# Data for the task start

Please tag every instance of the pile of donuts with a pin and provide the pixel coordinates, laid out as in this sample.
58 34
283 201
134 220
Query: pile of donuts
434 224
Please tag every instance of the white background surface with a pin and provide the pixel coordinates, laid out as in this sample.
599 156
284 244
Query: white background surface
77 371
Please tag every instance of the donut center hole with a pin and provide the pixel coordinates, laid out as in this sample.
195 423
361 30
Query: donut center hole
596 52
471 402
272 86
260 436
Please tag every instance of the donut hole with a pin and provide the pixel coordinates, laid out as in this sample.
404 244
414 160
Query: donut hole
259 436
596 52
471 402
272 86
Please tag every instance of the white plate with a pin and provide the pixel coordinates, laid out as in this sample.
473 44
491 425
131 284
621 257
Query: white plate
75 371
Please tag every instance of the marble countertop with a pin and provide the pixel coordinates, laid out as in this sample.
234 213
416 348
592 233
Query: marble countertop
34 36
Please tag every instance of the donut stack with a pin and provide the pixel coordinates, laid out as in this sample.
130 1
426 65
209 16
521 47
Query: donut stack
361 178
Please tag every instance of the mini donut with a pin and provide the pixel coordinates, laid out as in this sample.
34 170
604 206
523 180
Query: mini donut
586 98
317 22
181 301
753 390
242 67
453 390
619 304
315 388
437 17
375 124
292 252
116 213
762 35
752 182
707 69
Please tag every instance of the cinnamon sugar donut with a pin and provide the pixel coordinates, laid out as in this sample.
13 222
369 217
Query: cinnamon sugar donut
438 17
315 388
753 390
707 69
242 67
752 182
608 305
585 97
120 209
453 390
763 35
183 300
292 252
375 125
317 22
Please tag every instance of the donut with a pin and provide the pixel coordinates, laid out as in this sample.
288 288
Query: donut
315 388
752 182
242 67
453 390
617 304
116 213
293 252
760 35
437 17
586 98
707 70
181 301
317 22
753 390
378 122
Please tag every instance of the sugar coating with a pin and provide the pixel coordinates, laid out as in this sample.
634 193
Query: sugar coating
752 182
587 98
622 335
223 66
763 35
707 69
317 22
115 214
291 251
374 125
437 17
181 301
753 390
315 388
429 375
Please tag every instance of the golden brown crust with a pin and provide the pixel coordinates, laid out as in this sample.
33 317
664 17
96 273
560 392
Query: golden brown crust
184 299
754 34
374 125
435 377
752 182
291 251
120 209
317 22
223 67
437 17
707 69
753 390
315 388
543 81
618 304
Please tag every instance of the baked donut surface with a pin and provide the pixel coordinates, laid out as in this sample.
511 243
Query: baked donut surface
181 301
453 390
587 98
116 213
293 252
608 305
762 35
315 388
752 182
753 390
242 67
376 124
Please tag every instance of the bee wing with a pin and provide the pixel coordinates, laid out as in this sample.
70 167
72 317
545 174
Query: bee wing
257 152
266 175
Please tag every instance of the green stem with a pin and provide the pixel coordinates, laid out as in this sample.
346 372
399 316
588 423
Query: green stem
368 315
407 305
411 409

# Data for the task end
# Data for the task start

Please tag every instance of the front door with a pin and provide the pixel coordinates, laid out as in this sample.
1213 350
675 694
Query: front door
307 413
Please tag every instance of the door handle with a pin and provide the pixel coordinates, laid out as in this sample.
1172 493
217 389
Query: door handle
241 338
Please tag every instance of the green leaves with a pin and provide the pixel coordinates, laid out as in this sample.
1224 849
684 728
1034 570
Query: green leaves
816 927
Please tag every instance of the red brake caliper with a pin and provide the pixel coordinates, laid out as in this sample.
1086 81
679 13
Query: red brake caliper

# Data for the task end

_Exercise brief_
Can you turn the lines above into a numbered list, from the line containing "Please tag every instance of the front" down to the line containing "Query: red brake caliper", both included and any blank lines skipped?

_Result_
1. Please tag every instance of the front door with a pin and provide the pixel coordinates, laid out as in this sample.
2. 1213 350
3. 675 694
4. Query: front door
5. 307 413
6. Please tag every instance of the door handle with a pin and provide the pixel coordinates, laid out as in this sample.
7. 1172 493
8. 217 389
9. Query: door handle
10. 241 338
11. Please tag every instance of the green leaves with a pin and provide the pixel coordinates, laid out as in this sample.
12. 1224 849
13. 684 728
14. 1034 570
15. Query: green leaves
16. 816 927
17. Please tag every instance of the red brake caliper with a pin and provide the pixel coordinates, laid out as in this sample.
18. 1086 81
19. 679 13
20. Query: red brake caliper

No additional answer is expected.